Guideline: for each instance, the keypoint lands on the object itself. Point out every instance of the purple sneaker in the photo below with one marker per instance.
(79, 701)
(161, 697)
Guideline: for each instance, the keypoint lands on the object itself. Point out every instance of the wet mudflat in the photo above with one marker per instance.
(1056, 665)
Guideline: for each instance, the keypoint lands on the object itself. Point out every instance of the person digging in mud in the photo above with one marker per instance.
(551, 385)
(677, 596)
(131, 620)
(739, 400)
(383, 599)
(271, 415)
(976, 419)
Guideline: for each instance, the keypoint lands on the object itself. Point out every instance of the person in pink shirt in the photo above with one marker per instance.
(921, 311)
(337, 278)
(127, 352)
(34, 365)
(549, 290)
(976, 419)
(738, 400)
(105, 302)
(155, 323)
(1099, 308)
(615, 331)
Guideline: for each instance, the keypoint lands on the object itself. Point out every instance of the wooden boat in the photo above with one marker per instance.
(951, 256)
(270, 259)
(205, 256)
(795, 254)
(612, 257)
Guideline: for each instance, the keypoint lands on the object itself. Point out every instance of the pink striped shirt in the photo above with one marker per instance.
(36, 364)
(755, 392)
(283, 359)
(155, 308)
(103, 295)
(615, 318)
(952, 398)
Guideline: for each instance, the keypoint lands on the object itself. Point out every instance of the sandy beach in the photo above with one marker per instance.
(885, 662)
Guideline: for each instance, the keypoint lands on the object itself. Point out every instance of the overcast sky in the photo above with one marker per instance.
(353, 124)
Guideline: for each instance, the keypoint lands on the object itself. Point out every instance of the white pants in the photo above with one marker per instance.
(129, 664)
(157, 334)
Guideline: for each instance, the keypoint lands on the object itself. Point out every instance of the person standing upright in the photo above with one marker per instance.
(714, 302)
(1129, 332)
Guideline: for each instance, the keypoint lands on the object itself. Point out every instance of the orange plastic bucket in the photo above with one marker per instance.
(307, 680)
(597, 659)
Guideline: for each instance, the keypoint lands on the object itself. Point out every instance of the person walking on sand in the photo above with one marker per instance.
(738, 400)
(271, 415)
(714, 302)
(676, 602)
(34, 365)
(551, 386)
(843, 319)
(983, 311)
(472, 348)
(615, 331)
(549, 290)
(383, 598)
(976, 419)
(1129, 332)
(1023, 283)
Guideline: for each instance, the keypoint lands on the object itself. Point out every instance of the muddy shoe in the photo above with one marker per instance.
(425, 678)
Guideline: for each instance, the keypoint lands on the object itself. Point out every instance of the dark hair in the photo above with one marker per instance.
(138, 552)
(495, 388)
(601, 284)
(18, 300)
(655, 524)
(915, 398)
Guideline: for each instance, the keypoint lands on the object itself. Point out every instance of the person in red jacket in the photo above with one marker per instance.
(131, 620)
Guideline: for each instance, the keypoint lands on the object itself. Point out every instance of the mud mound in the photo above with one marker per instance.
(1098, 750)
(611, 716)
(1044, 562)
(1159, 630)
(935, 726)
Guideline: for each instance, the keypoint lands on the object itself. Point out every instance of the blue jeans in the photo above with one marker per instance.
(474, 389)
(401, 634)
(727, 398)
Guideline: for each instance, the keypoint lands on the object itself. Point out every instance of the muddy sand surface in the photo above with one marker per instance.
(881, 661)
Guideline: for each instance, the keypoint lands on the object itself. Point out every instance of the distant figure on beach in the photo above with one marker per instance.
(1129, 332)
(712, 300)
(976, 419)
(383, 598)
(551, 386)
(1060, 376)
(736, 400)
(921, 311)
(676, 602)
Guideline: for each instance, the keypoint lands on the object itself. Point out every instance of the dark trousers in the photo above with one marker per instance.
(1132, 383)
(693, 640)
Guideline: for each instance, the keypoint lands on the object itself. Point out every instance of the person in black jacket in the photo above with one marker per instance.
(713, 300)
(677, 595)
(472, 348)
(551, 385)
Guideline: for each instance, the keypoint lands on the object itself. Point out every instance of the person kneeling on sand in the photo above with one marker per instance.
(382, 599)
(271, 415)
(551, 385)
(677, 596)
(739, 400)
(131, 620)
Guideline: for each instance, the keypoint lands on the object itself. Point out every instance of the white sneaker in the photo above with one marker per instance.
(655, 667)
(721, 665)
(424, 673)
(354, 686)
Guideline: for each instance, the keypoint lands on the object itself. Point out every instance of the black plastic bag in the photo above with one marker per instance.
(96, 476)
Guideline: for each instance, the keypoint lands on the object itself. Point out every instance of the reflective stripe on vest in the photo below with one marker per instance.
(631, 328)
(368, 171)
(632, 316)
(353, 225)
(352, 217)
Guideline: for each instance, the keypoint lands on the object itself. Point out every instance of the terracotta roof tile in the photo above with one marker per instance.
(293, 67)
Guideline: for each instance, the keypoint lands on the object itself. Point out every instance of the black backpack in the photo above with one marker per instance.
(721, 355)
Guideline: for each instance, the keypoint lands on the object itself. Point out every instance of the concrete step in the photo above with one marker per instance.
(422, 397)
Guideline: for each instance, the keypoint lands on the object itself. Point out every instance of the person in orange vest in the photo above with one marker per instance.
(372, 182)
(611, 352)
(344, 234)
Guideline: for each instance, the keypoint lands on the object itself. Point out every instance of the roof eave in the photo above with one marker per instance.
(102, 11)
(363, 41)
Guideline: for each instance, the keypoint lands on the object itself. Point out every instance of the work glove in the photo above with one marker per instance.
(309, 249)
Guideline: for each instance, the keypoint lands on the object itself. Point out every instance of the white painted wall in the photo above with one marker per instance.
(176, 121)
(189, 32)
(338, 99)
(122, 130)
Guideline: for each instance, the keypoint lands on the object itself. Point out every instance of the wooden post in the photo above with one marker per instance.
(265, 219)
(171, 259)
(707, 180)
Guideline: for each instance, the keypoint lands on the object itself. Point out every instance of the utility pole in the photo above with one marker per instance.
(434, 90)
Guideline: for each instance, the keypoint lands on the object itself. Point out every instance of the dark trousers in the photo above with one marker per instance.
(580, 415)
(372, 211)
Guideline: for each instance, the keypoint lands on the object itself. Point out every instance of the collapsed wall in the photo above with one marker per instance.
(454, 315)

§ **Problem to work on**: Transcribe the material above word for word.

§ **Response area**:
Guideline: for each instance, the keypoint lands on the object itself. Point out every instance of the purple sneaker in the photo below with one marker per instance.
(79, 701)
(161, 697)
Guideline: for each instance, the keypoint lands on the object itself. Point out every instance of the wet mudflat in the photo above with one marker per instance.
(1056, 665)
Guideline: for each instance, the keypoint lands on the object itself. Point out every instance of the person digging in mud in the photo above with one marker per instance.
(551, 385)
(677, 596)
(131, 620)
(739, 400)
(383, 599)
(271, 415)
(976, 419)
Guideline: for each instance, the keypoint lands on the object itself. Point out every instance of the person in pink shirt in the photo above with one marker per instance.
(921, 311)
(337, 278)
(127, 352)
(34, 365)
(549, 290)
(976, 419)
(738, 400)
(105, 302)
(155, 323)
(1099, 308)
(615, 331)
Guideline: for each instance, the keypoint lands on the object itself. Point out every instance of the wooden boat in the photo above with one marker per instance.
(951, 256)
(270, 259)
(205, 256)
(795, 254)
(612, 257)
Guideline: for each instance, the keypoint lands on the object itself. Point out every instance of the pink striped shirt in the photo above with one marker per instance.
(36, 364)
(755, 392)
(283, 359)
(155, 308)
(103, 295)
(615, 318)
(952, 398)
Guideline: for each instance, the keypoint lands on the object itself. Point out every instance of the sandy beach in the photo above with one marker per instance.
(885, 662)
Guideline: for each instance, the keypoint lands on the object itself. Point out every instance of the overcast sky in the photo above with one marker per instance.
(353, 124)
Guideline: for each instance, the keypoint lands on the object itself. Point out every instance of the white pants in the photo above with one marker per instance.
(129, 664)
(157, 334)
Guideline: for each instance, the keypoint lands on the object itself. Point out every instance of the person standing upright in the photo above with one marker per instance.
(714, 302)
(1129, 332)
Guideline: for each instance, the keypoint lands on the object itself. Point out every instance of the orange plastic bucket in the photo above with one marker per instance.
(307, 680)
(597, 659)
Guideline: for each instance, the keypoint lands on the object itself. Point out every instance of the person walking on sand in the photo above with one marker per instance.
(738, 400)
(271, 415)
(714, 302)
(676, 602)
(34, 365)
(551, 386)
(843, 319)
(983, 311)
(472, 348)
(615, 331)
(549, 290)
(383, 598)
(976, 419)
(1129, 332)
(1023, 283)
Guideline: for each instance, the keypoint lands on the object itself. Point out every instance of the muddy shoe in the photo above with one marker per instance.
(425, 678)
Guideline: for each instance, the keypoint lands on the object itself. Point out every instance of the dark hair in the photo above with one marker per instance.
(138, 552)
(495, 388)
(601, 284)
(18, 300)
(655, 524)
(915, 398)
Guideline: for each instance, the keypoint lands on the object itself. Point out every instance of the person in red jacket in the photo above with one marker per instance.
(131, 620)
Guideline: for each instance, the keypoint lands on the object itself. Point out every instance of the mud mound in the photo above with one marker per instance.
(1098, 750)
(611, 716)
(1044, 562)
(1159, 630)
(935, 726)
Guideline: for each instance, the keypoint lands on the object itself. Point out every instance of the blue jeans in the photo above with one marker per instance.
(474, 389)
(401, 634)
(727, 398)
Guideline: for each instance, the keypoint lands on the object itself. Point out every instance of the muddy sand surface in the photo above with one marker per instance.
(881, 661)
Guideline: for each instance, the keypoint lands on the object itself. Point out every instance of the distant figure on beach in the photo above with one marker per instance.
(1129, 332)
(712, 300)
(976, 419)
(383, 598)
(551, 386)
(1060, 376)
(736, 400)
(921, 311)
(676, 602)
Guideline: for each instance, the keypoint lands on the object itself. Point out every instance of the dark trousers in the photo above with one marker per instance.
(1132, 383)
(693, 640)
Guideline: for each instance, the keypoint lands on the object itself. Point out every instance of the person in black jacket in the photo above with one marker per instance.
(713, 300)
(677, 595)
(472, 348)
(551, 385)
Guideline: for each instance, the keypoint lands on the object itself. Point out every instance of the person kneeling on sand in the photo above with one marker per instance.
(382, 599)
(271, 415)
(551, 385)
(677, 596)
(739, 400)
(131, 620)
Guideline: for each instance, the keypoint lands on the object itself. Point out every instance of the white sneaker in the photo above with one marker per instance.
(655, 667)
(721, 665)
(424, 673)
(354, 686)
Guideline: for each instance, the keypoint lands on the object itself. Point out every instance of the black plastic bag in the photo above with one marker per instance.
(96, 476)
Guideline: for each instance, the keypoint lands on the object itself. Point out every instance of the reflective stripe on vest in the photo below with one marker per instance.
(631, 328)
(368, 171)
(632, 316)
(353, 225)
(352, 217)
Guideline: for each instance, the keypoint lands on the object itself. Point out every instance of the terracotta roof tile in the photo above with one marker per instance.
(293, 67)
Guideline: for each instance, the keypoint lands on the object itself. Point out every instance of the black backpack in the photo above with one marker per instance.
(721, 355)
Guideline: for each instance, the keypoint lands on the object itself. Point out every instance of the concrete step in the photo above with one marker per instance.
(422, 397)
Guideline: for each instance, the keypoint lands on the object itself. Point out every instance of the person in orange vest in the photo above with one marker per instance.
(372, 182)
(611, 352)
(344, 234)
Guideline: for each instance, the keypoint lands on the object itself. Point out every instance of the roof eave in the photo above with one marker per instance.
(102, 11)
(363, 41)
Guideline: for each instance, the keypoint lands on the object itself. Point out every instance of the work glove in the photo above with one marker per instance.
(309, 249)
Guideline: for each instance, the keypoint lands on the object itself. Point out every instance of the white painted wall in the photo above with one marker per instance.
(176, 121)
(189, 32)
(338, 99)
(122, 130)
Guideline: for each instance, the keypoint lands on the object itself. Point out every instance of the wooden post in the photo above with one marker per instance.
(265, 219)
(171, 259)
(707, 180)
Guideline: for each instance, the keypoint lands on the object itself. Point out every instance of the utility pole in the photo above with one marker per instance.
(434, 90)
Guideline: for each instance, the keypoint lands on the object itself. Point out every instance of the dark trousers in the photo above with one marker per instance.
(580, 415)
(372, 211)
Guideline: for each instance, the keypoint lands on the object itself. Point out every instance of the collapsed wall in the photo above with one marker per instance.
(454, 315)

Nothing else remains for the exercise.